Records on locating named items
(begin)
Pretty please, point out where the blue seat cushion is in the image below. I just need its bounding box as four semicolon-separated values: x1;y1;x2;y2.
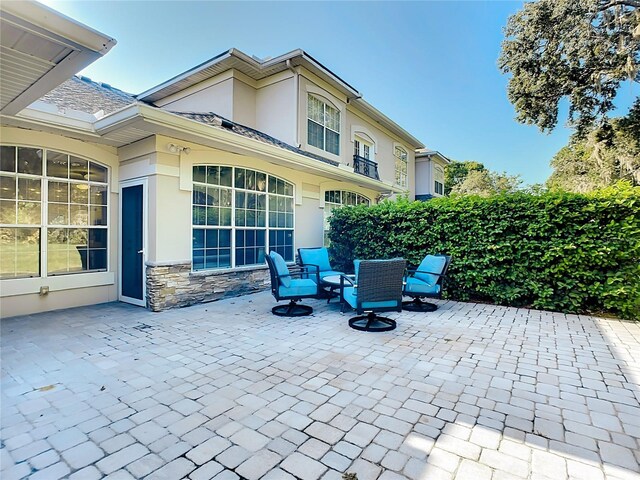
403;275;440;295
300;248;331;272
278;278;318;298
269;251;291;287
344;287;398;310
413;255;447;285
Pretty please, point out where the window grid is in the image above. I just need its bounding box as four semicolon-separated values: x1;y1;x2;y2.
192;165;294;270
394;147;408;188
307;94;340;155
323;190;371;247
0;145;108;279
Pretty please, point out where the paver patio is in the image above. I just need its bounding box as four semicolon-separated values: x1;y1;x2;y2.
0;292;640;480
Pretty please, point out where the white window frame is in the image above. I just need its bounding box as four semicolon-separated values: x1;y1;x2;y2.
393;145;409;188
190;163;296;273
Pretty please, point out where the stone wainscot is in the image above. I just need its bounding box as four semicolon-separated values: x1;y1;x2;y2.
147;262;269;312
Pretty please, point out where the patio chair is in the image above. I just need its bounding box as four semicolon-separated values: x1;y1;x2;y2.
340;258;407;332
402;254;451;312
298;247;343;279
265;251;320;317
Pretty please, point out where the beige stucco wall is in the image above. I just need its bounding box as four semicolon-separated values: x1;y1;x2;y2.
0;126;119;317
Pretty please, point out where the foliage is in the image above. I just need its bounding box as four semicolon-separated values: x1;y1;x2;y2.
498;0;640;132
329;185;640;319
547;100;640;193
444;160;487;195
451;170;522;197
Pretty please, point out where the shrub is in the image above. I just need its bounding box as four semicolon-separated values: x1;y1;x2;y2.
330;185;640;319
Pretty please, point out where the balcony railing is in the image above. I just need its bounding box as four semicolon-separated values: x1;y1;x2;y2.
353;155;380;180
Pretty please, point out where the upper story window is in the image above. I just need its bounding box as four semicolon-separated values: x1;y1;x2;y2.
433;165;444;195
307;95;340;155
0;146;109;279
192;165;294;270
324;190;371;247
393;147;408;188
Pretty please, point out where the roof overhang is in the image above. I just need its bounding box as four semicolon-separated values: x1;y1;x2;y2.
0;103;405;193
416;150;451;163
0;0;116;115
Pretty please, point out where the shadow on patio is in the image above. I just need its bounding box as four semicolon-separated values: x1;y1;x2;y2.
0;292;640;480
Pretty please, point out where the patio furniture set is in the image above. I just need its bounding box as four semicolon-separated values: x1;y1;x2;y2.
265;247;451;332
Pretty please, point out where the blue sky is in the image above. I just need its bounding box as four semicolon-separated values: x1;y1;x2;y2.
43;0;638;184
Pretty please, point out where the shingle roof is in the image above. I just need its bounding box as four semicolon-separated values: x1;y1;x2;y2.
171;112;339;167
40;76;136;115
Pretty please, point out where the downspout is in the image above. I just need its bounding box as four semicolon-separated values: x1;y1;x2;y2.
286;59;301;148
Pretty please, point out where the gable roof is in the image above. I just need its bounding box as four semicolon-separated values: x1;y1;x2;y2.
40;75;137;116
171;112;339;166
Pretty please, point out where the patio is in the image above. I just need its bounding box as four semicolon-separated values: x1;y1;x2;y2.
0;292;640;480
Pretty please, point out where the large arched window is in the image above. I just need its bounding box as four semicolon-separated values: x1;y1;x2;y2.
324;190;371;247
0;145;109;279
192;165;294;270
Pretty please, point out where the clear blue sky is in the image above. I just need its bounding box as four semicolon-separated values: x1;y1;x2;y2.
43;0;638;184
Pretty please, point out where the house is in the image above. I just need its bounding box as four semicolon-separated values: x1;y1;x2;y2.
0;2;430;316
415;148;451;201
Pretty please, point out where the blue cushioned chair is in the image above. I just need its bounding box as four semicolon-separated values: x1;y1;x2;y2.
298;247;343;279
402;254;451;312
340;258;407;332
265;251;320;317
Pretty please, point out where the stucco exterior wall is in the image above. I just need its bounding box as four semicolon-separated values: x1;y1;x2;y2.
0;126;119;317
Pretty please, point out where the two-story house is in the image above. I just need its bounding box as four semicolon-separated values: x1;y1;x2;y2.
0;4;423;316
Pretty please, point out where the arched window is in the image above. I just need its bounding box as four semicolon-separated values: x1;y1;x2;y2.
393;147;408;188
0;145;109;279
433;165;444;195
307;94;340;155
192;165;294;270
324;190;371;247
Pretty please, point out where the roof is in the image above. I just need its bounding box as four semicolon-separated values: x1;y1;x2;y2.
171;112;339;166
0;1;116;115
40;76;136;115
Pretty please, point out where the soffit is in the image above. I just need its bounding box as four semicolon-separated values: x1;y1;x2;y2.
0;2;115;115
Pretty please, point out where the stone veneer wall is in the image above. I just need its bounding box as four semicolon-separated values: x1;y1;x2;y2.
147;262;270;312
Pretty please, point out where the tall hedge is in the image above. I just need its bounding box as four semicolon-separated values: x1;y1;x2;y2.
330;186;640;319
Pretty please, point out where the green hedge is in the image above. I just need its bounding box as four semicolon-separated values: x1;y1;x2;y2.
330;186;640;319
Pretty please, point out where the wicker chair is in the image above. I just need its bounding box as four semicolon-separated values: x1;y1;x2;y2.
402;254;451;312
340;258;406;332
264;251;320;317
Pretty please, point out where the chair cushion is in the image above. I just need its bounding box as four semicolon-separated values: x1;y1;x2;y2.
278;278;318;297
269;251;291;287
413;255;447;285
344;287;398;310
300;248;331;276
403;275;440;295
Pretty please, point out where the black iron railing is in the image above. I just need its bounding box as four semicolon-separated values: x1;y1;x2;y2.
353;155;380;180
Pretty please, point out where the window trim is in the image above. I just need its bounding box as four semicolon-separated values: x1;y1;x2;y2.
0;143;110;282
190;163;297;275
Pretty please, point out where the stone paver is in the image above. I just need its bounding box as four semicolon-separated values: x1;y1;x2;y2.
0;293;640;480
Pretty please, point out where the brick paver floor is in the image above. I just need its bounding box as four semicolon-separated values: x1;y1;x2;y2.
0;293;640;480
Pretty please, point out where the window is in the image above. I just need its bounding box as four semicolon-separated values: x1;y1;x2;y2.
0;146;109;279
324;190;371;247
393;147;408;188
433;165;444;195
192;165;294;270
307;95;340;155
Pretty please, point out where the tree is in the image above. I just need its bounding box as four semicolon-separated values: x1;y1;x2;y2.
444;160;487;195
498;0;640;134
451;169;522;197
547;99;640;193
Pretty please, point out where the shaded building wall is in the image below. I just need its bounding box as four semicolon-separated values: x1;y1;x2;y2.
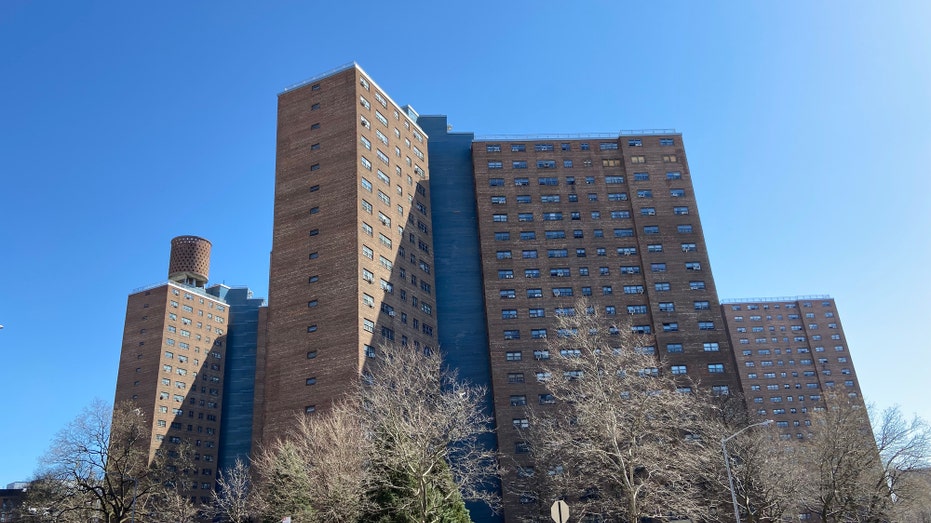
207;285;264;471
417;116;502;522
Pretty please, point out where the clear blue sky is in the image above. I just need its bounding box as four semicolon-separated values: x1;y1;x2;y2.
0;0;931;485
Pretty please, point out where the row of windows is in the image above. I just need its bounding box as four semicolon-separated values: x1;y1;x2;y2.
485;138;675;153
492;211;696;231
496;258;700;276
494;231;700;253
488;226;700;245
738;334;842;347
488;176;685;194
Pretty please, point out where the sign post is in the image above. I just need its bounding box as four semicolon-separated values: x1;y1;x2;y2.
550;499;569;523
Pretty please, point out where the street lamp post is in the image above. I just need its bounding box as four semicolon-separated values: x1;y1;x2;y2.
721;419;773;523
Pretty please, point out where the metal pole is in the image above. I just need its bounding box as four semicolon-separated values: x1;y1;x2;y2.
721;419;773;523
721;438;740;523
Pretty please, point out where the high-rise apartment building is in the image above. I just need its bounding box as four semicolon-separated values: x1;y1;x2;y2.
105;64;872;521
721;296;862;440
255;64;738;519
256;64;437;442
466;132;737;520
114;236;262;503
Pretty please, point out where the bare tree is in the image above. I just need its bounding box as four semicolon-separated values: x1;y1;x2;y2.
360;345;499;523
256;404;370;522
802;395;931;523
873;406;931;521
26;401;174;523
210;458;256;523
708;406;809;523
147;489;201;523
526;301;721;522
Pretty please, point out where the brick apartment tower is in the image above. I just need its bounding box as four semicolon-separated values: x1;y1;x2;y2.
255;64;437;443
114;236;230;503
466;133;738;521
721;296;862;440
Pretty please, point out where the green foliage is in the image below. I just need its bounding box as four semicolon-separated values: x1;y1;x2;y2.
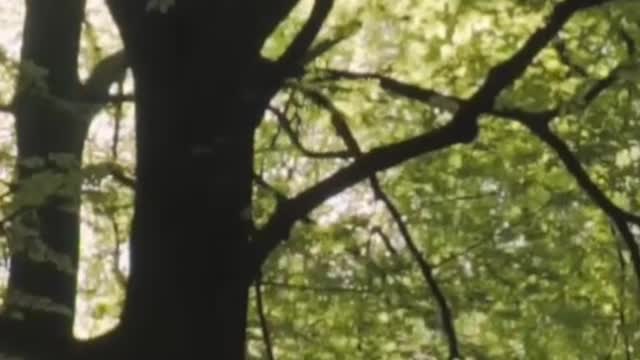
0;0;640;360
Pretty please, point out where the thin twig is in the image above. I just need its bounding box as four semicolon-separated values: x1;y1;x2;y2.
254;277;275;360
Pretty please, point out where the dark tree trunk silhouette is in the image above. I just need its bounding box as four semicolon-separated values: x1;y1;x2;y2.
0;0;604;360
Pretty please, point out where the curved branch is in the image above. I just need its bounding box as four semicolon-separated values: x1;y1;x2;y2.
303;91;462;359
277;0;334;71
246;0;610;286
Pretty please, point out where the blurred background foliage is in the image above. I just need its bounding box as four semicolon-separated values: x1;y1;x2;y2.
0;0;640;360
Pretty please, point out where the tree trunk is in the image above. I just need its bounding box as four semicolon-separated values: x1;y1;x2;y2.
7;0;86;352
106;2;278;359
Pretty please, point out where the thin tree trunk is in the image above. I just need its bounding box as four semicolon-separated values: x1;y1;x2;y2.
7;0;86;347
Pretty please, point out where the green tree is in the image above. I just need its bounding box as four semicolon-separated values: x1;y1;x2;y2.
0;0;640;359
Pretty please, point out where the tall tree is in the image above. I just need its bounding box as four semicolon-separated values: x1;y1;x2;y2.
0;0;640;359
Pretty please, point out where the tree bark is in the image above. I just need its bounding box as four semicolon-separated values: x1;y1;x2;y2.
7;0;86;350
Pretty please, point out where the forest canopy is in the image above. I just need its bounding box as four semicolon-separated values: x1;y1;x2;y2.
0;0;640;360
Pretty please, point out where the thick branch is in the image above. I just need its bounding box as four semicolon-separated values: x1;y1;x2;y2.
82;50;127;102
522;122;640;290
277;0;334;69
247;0;606;285
305;91;461;359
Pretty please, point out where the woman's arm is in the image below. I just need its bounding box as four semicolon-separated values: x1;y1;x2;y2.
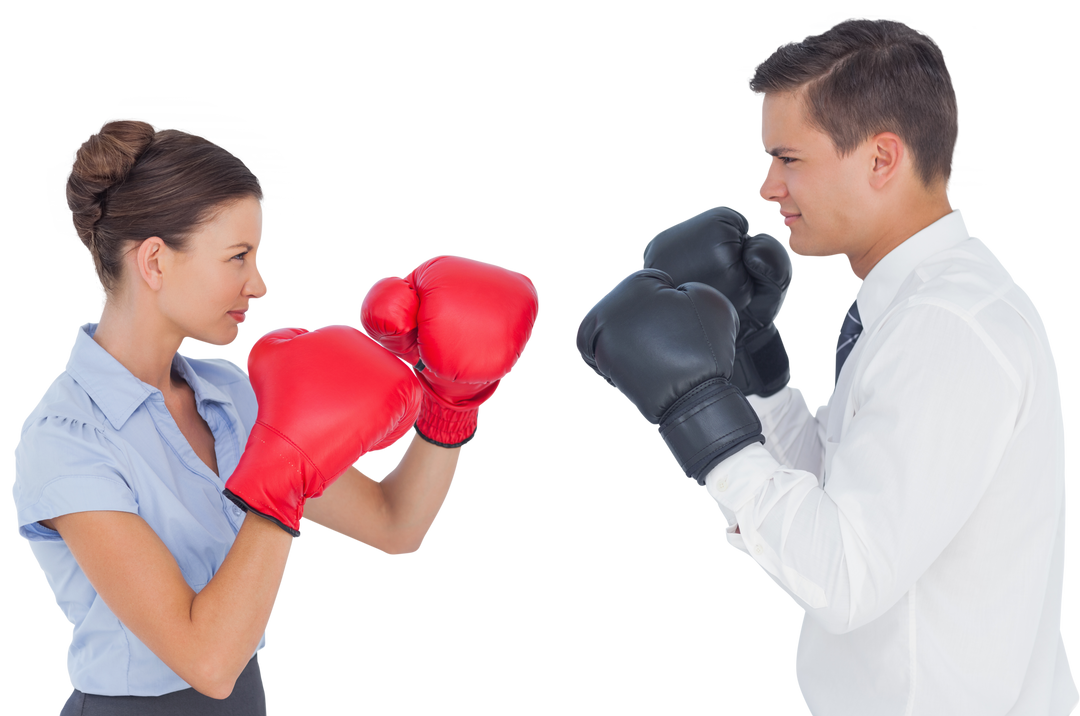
52;511;294;699
303;434;464;556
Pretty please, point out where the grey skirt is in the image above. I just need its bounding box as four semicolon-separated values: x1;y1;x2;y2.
56;653;270;716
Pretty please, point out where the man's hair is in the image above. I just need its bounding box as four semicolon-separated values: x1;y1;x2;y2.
746;16;962;193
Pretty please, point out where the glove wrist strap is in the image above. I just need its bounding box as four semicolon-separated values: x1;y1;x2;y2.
416;391;480;447
657;378;765;488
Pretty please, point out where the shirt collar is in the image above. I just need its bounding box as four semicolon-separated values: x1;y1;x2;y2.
855;206;973;327
64;321;232;430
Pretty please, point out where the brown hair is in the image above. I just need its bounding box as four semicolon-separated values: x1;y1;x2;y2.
64;119;266;298
746;16;962;193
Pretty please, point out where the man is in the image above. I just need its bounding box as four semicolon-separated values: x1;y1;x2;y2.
575;17;1080;716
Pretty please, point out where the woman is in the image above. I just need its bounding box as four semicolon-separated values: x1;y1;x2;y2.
12;120;539;716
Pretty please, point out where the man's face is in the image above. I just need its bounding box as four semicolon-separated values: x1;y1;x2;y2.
757;94;867;263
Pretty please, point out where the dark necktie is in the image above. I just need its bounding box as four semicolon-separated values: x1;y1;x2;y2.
833;298;863;390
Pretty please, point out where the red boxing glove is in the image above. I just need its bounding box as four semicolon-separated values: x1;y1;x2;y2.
225;323;421;539
356;254;540;447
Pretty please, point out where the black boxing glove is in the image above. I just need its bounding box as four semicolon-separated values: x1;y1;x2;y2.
642;204;795;396
573;269;765;488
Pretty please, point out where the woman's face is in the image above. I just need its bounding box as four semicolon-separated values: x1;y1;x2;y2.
159;197;270;349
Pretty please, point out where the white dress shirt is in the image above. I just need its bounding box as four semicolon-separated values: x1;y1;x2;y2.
705;208;1080;716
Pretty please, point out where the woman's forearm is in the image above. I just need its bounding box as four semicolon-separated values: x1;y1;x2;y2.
191;512;294;699
379;434;464;555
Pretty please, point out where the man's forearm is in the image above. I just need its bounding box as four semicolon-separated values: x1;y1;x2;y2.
379;434;464;554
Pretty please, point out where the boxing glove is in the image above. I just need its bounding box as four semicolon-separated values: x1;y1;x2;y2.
356;254;540;447
642;204;795;396
573;269;765;487
225;324;421;539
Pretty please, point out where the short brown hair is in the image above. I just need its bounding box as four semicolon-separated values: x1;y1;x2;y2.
746;16;962;192
64;119;266;298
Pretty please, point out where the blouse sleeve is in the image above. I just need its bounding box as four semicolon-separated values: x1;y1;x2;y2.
11;416;138;541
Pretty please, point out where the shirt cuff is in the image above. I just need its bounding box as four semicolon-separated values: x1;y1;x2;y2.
746;384;792;417
705;443;783;518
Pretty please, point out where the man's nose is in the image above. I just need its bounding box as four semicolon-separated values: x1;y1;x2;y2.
757;162;781;204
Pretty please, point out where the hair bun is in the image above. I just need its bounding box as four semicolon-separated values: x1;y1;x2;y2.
64;119;158;244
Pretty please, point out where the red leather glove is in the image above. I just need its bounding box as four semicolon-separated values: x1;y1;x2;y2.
225;323;421;539
356;254;540;447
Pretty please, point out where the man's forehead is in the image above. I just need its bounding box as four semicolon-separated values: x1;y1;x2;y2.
757;95;800;157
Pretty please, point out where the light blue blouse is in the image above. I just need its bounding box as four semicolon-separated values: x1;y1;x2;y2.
11;321;267;697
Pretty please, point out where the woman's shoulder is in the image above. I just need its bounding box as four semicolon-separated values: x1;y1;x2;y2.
18;370;105;441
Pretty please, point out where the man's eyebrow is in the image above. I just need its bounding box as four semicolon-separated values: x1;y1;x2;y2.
765;147;799;157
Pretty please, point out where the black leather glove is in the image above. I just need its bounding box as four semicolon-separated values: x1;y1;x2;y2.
642;204;795;396
573;269;765;487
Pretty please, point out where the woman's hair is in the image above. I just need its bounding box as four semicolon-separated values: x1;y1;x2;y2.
746;16;962;193
64;119;266;298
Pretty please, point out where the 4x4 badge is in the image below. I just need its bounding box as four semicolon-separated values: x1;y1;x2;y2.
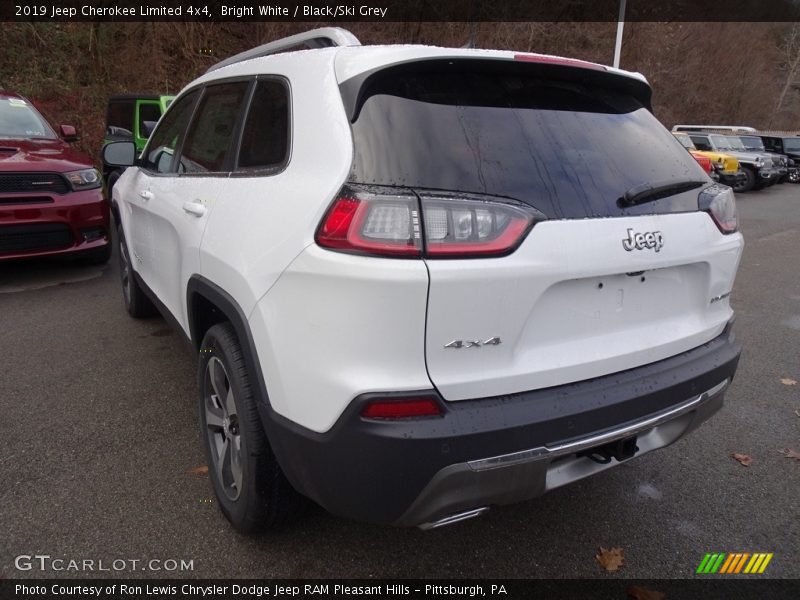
622;229;664;252
444;336;500;348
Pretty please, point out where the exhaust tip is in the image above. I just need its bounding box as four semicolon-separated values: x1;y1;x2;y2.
419;506;489;531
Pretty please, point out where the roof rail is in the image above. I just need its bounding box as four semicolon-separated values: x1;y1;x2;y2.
206;27;361;73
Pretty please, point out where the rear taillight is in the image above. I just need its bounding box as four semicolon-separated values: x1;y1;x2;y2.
698;185;739;234
361;398;443;419
316;186;545;258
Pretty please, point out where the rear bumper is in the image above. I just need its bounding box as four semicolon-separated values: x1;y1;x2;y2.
0;188;110;261
262;327;740;526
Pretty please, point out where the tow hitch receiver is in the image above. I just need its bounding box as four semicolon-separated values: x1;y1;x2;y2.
578;435;639;465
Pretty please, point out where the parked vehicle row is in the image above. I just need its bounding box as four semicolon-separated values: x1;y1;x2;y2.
103;28;743;531
673;125;800;192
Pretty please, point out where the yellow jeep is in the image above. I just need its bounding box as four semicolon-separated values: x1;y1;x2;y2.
672;132;744;188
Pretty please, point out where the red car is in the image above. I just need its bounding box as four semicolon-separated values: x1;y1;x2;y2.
0;90;111;263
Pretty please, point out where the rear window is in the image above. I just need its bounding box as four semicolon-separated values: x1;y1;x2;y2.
352;61;705;218
106;100;134;137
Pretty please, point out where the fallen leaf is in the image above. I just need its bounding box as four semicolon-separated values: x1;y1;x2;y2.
595;546;625;571
626;585;666;600
731;454;753;467
778;448;800;460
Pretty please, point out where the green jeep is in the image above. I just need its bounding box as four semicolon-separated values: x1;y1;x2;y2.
103;94;175;198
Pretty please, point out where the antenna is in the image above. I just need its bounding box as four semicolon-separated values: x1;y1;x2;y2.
206;27;361;73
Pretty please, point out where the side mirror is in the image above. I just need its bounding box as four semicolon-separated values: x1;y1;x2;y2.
(end)
DIRECTION: Reproduce the records starting at the line containing "Pretty please, point out where the rear taillight" and ending at the line containing "103;94;175;198", with both included and every request kept unchanged. In the answers, adjust each bounding-box coordinate by adding -147 to it.

TASK RESPONSE:
Pretty please, point out where the rear taillight is in the image above. I just need its bounding box as four semicolon-separated values: x1;y1;x2;y2.
551;38;592;87
214;251;296;272
169;39;398;111
Pretty please, point out where the rear bumper is in the image above. I just need its bounding box as four semicolon-separated values: x1;y1;x2;y2.
-147;41;-37;114
115;180;593;379
Pretty please, point out where the tow hitch receiver is in the image above. I just need its bounding box as four semicolon-separated values: x1;y1;x2;y2.
431;288;492;318
Pretty please, point out where the parked vehicle row is in the image above. I just need its bounding box as four semicolon-separated values: x1;y1;x2;y2.
-44;-119;596;384
526;-22;653;45
Pretty please, point out where the yellow jeep is in the image above. I just need its bounding box as four semicolon-separated values: x1;y1;x2;y2.
525;-15;597;41
Pretty please, point out where the red car is in the image above. I just need its bounding box as four semicolon-separated values: x1;y1;x2;y2.
-147;-57;-36;116
Pretty please, point out where the rear window is in the image above. I just need its bounding box as four semicolon-separated values: x1;y1;x2;y2.
205;-86;558;71
-41;-47;-13;-10
Pretty please, point out where the fallen leaf is in the image above. I just need its bounding box as four semicolon-separated values: x1;y1;x2;y2.
448;399;478;424
479;438;519;453
584;307;606;320
631;301;653;313
Pretty please, point out where the green jeep is in the image above. I just need its bounding box as four semicolon-separated values: x1;y1;x2;y2.
-44;-53;28;51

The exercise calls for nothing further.